Exercise input:
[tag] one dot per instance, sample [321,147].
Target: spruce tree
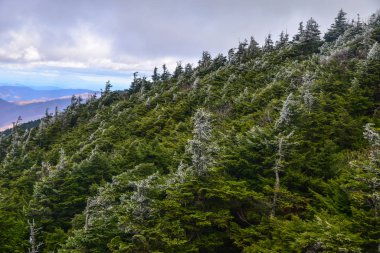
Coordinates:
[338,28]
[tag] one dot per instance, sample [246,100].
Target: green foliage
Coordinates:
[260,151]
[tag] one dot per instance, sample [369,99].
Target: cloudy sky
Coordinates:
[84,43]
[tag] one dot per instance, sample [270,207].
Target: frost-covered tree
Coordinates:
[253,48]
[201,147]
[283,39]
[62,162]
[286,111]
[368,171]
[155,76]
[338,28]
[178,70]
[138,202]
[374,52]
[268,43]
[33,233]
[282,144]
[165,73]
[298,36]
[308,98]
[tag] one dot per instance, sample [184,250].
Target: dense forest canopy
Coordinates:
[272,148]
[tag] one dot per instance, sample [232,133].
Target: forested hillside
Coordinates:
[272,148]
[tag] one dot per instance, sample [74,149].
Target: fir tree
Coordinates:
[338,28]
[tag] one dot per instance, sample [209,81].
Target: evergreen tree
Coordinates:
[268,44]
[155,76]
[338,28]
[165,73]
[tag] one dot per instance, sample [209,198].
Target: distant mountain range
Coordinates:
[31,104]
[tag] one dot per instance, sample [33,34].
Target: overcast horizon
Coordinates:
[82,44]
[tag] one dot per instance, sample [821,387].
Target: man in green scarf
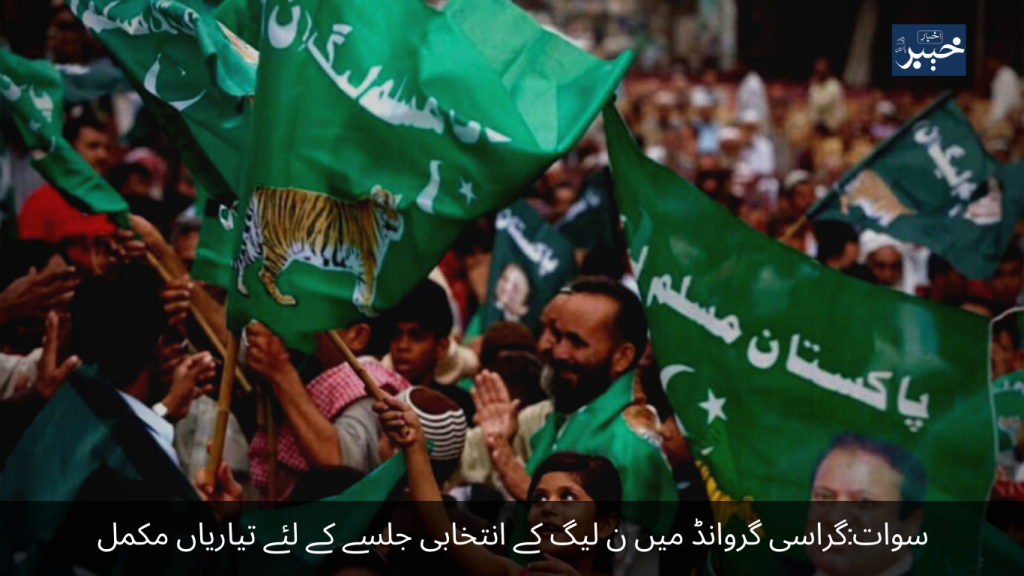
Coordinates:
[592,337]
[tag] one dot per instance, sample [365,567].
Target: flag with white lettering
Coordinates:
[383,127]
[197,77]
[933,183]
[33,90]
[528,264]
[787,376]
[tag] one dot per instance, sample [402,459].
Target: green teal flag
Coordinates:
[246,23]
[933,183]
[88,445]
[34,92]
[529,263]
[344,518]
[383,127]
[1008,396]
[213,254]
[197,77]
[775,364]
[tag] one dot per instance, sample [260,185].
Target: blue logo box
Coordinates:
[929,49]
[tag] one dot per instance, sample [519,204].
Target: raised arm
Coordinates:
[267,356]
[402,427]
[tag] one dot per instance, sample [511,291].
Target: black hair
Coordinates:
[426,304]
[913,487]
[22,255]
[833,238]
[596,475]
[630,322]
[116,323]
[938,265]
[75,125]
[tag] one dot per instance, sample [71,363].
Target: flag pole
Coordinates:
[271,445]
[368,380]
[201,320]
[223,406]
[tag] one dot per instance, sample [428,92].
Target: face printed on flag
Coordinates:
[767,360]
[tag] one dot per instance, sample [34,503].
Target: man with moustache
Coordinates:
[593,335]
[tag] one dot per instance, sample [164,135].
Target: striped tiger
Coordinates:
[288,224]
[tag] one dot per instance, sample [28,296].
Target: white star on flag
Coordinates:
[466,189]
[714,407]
---
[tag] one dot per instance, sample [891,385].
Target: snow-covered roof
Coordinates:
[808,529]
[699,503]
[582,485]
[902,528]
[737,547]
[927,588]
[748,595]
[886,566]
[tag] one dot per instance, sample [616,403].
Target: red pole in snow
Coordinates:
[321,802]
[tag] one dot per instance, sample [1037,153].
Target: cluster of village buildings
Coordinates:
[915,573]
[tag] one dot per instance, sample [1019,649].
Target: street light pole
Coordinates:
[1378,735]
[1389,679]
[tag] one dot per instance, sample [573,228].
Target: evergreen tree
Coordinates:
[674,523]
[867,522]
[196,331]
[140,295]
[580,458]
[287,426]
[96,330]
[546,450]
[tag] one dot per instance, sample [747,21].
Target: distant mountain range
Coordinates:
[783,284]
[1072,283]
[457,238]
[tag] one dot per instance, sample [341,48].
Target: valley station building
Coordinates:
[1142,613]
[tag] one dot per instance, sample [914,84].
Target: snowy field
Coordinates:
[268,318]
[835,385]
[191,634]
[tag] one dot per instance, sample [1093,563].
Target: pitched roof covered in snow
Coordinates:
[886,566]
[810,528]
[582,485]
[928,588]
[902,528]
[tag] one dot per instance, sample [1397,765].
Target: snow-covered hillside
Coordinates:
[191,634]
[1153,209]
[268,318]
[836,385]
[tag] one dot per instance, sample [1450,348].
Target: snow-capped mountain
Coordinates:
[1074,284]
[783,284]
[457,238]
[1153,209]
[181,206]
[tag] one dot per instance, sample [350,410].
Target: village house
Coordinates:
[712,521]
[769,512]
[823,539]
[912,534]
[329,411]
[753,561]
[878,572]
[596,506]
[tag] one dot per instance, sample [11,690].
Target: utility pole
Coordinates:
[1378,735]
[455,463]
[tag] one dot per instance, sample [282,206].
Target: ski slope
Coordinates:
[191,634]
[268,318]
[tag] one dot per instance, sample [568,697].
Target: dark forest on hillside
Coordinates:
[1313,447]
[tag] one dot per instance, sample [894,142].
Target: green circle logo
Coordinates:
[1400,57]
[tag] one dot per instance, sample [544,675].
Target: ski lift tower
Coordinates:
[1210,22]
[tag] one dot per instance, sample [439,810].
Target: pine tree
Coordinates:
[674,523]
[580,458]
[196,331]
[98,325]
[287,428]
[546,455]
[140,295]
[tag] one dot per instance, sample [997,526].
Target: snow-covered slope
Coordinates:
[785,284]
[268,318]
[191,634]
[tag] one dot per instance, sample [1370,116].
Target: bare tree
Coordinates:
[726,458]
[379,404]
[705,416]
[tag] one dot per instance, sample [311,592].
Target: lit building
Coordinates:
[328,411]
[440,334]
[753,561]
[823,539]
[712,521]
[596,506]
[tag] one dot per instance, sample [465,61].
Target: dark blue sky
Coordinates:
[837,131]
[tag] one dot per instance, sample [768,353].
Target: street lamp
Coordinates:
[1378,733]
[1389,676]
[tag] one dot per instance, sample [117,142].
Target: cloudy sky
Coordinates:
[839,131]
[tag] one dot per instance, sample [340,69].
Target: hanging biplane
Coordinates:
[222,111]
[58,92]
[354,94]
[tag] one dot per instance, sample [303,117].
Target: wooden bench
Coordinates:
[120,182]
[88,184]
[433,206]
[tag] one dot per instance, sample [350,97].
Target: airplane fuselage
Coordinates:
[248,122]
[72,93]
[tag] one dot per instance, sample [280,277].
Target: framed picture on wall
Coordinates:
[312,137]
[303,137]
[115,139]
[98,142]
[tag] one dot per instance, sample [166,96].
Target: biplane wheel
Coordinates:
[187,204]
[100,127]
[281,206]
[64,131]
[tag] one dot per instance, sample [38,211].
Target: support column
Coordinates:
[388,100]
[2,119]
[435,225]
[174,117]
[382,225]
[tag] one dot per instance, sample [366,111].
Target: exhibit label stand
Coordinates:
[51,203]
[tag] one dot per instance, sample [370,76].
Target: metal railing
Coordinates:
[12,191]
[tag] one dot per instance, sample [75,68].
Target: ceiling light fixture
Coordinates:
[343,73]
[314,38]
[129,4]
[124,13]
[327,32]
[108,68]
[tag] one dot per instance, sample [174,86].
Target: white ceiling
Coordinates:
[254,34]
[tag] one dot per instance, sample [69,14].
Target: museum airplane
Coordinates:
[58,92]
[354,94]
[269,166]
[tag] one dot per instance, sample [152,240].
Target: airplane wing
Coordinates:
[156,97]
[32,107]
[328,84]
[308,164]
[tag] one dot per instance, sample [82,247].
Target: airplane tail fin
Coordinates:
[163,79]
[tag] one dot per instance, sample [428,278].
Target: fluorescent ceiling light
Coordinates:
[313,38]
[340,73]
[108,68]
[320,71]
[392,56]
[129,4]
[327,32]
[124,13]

What you need to do:
When a line among the entries contains "blue", pull that line out.

Answer to this task:
Target: blue logo box
Target: dark blue sky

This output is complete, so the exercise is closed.